Records of labeled boxes

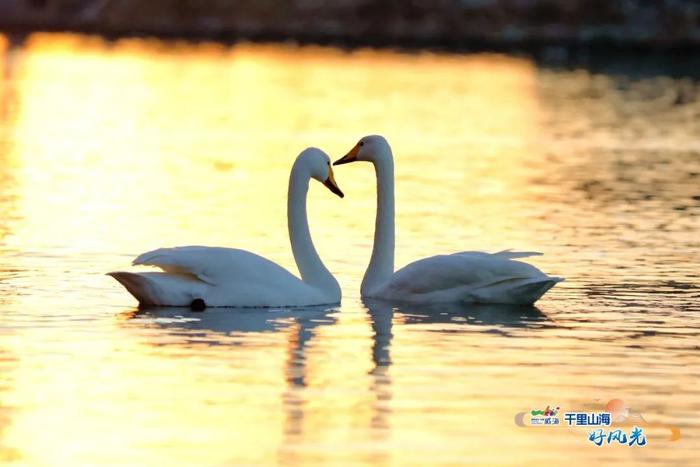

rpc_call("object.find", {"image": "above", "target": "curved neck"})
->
[287,165,340,292]
[360,151,394,296]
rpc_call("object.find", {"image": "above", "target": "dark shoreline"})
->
[0,20,700,54]
[5,23,700,79]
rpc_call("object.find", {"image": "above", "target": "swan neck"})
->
[287,165,340,294]
[361,152,394,296]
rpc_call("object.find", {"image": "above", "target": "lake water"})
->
[0,34,700,465]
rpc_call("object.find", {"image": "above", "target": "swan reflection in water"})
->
[122,299,551,436]
[362,299,550,428]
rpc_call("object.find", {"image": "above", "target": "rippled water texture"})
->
[0,35,700,465]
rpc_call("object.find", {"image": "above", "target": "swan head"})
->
[333,135,391,165]
[294,148,345,198]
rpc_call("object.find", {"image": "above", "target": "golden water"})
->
[0,35,700,465]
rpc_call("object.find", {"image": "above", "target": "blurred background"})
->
[0,0,700,47]
[0,0,700,467]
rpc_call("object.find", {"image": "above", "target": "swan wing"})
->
[133,246,299,286]
[387,251,548,295]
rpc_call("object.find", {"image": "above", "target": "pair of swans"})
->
[109,135,562,309]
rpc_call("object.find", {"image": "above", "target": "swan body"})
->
[108,148,343,307]
[334,135,563,305]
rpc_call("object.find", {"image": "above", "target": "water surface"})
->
[0,35,700,465]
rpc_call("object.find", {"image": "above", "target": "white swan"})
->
[333,135,563,304]
[108,148,343,309]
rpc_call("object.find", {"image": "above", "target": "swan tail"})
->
[107,271,204,306]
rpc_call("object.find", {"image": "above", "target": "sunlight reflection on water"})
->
[0,35,700,465]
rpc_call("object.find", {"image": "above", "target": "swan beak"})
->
[323,166,345,198]
[333,143,360,165]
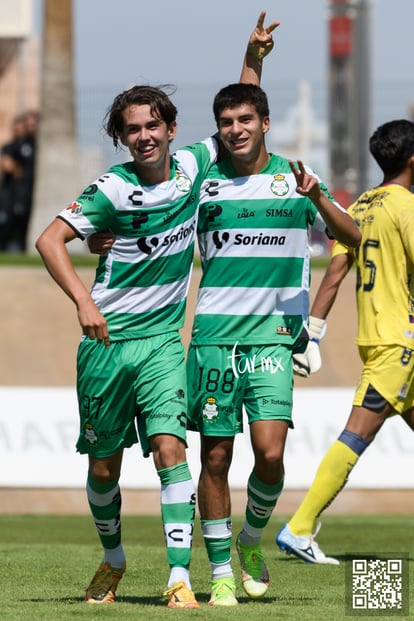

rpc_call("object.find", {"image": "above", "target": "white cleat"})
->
[276,522,339,565]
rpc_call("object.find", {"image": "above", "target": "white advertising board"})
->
[0,387,414,489]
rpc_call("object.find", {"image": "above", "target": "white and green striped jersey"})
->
[59,138,218,340]
[192,155,339,345]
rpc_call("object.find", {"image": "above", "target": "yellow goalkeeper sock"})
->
[289,440,359,535]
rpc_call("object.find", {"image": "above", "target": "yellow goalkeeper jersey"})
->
[332,184,414,349]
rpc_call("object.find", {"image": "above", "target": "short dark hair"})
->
[369,119,414,175]
[104,85,177,149]
[213,83,269,125]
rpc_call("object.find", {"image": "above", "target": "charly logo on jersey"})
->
[211,231,286,250]
[202,397,219,423]
[66,201,82,216]
[84,423,98,444]
[137,237,159,255]
[81,183,98,202]
[132,212,149,229]
[211,231,230,250]
[270,173,289,196]
[175,171,192,194]
[237,207,256,220]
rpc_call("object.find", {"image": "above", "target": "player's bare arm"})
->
[240,11,280,85]
[310,252,354,319]
[36,218,109,347]
[289,160,361,248]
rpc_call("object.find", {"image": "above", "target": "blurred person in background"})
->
[0,111,38,252]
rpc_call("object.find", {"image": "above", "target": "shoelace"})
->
[243,548,263,578]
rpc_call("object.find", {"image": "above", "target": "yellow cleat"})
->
[85,563,126,604]
[163,580,200,608]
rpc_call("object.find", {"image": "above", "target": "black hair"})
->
[104,85,177,149]
[369,119,414,176]
[213,83,269,126]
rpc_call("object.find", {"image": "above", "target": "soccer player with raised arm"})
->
[187,84,360,606]
[36,13,277,608]
[276,119,414,564]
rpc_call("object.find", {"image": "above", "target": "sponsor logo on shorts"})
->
[398,384,408,401]
[203,397,219,423]
[148,412,173,420]
[229,341,285,377]
[401,347,413,366]
[66,201,82,216]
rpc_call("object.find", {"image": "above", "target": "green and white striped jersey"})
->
[192,155,342,345]
[58,138,218,341]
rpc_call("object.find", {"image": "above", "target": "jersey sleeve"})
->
[58,173,117,239]
[399,205,414,264]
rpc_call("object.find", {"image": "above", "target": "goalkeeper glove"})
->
[293,315,326,377]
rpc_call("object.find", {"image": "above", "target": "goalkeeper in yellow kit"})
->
[276,120,414,565]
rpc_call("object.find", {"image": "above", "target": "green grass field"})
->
[0,514,414,621]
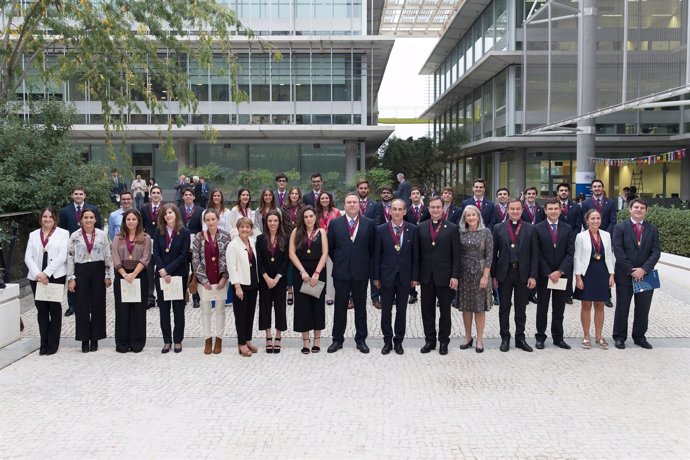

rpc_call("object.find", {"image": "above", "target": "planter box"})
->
[0,284,19,348]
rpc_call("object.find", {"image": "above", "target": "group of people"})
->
[25,173,660,357]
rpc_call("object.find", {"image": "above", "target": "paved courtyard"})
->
[0,291,690,459]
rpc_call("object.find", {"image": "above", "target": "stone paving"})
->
[0,291,690,459]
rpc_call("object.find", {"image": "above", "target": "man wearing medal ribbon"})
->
[491,198,539,352]
[373,198,419,355]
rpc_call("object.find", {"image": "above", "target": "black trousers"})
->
[613,283,654,341]
[156,274,187,343]
[421,282,455,343]
[381,274,410,343]
[74,261,106,342]
[113,270,149,353]
[534,278,565,343]
[31,276,65,355]
[232,286,256,345]
[259,285,287,332]
[332,279,369,343]
[498,267,529,342]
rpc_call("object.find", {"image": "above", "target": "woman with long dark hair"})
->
[256,209,288,353]
[24,206,69,355]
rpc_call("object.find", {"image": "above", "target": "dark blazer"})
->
[613,219,661,286]
[582,196,618,235]
[141,201,165,238]
[534,220,575,278]
[372,223,419,287]
[558,200,582,235]
[328,214,376,281]
[151,227,191,276]
[180,203,204,235]
[491,220,539,283]
[522,201,546,225]
[256,233,289,288]
[58,203,103,235]
[404,205,431,225]
[417,219,460,286]
[461,197,496,230]
[446,204,462,225]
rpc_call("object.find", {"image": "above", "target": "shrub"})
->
[618,205,690,257]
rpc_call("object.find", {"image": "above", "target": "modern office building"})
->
[10,0,393,188]
[421,0,690,199]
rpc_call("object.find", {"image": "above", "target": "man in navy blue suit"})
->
[60,185,103,316]
[582,179,618,308]
[613,198,661,350]
[373,198,419,355]
[328,193,375,353]
[461,179,494,231]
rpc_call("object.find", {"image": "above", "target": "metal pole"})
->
[575,0,597,196]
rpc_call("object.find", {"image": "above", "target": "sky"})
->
[379,38,438,139]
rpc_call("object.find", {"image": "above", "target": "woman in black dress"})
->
[290,206,328,355]
[256,209,288,353]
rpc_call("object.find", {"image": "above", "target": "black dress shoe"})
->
[553,340,570,350]
[635,339,652,350]
[515,339,533,352]
[326,342,343,353]
[357,342,369,353]
[381,342,393,355]
[419,342,436,353]
[460,338,474,350]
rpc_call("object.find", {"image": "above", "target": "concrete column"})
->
[509,149,527,197]
[345,141,359,183]
[575,0,597,196]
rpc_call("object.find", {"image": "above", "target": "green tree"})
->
[0,0,272,159]
[379,129,469,191]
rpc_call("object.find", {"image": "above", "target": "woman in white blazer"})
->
[573,208,616,350]
[24,206,69,355]
[226,217,259,357]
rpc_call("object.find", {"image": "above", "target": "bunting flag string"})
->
[589,149,687,167]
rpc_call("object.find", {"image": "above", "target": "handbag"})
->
[299,281,326,299]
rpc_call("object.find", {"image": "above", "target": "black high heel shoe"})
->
[460,337,474,350]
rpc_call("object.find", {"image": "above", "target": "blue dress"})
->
[573,243,609,302]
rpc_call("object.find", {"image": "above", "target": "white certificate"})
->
[160,276,184,302]
[120,278,141,303]
[34,283,65,303]
[198,284,228,306]
[546,278,568,291]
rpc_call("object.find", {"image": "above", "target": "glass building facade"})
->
[422,0,690,199]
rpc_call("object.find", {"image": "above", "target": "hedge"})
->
[618,205,690,257]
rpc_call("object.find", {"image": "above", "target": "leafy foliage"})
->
[618,205,690,257]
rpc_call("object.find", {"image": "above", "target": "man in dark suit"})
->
[417,198,460,355]
[534,198,575,350]
[462,179,495,230]
[373,198,419,355]
[491,198,539,352]
[582,179,618,308]
[60,185,103,316]
[180,187,204,308]
[302,173,323,208]
[556,182,582,305]
[328,193,376,353]
[441,185,462,225]
[613,198,661,350]
[395,173,410,207]
[141,185,163,310]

WORK TO DO: Return every line of the records that contains the word "woman".

RESULT BELOW:
rpc_call("object.find", {"image": "above", "target": "woman with long dark hair"})
rpc_call("object.find", {"image": "above", "target": "woman in black dress"})
rpc_call("object.find", {"image": "above", "target": "woman in white blazer"})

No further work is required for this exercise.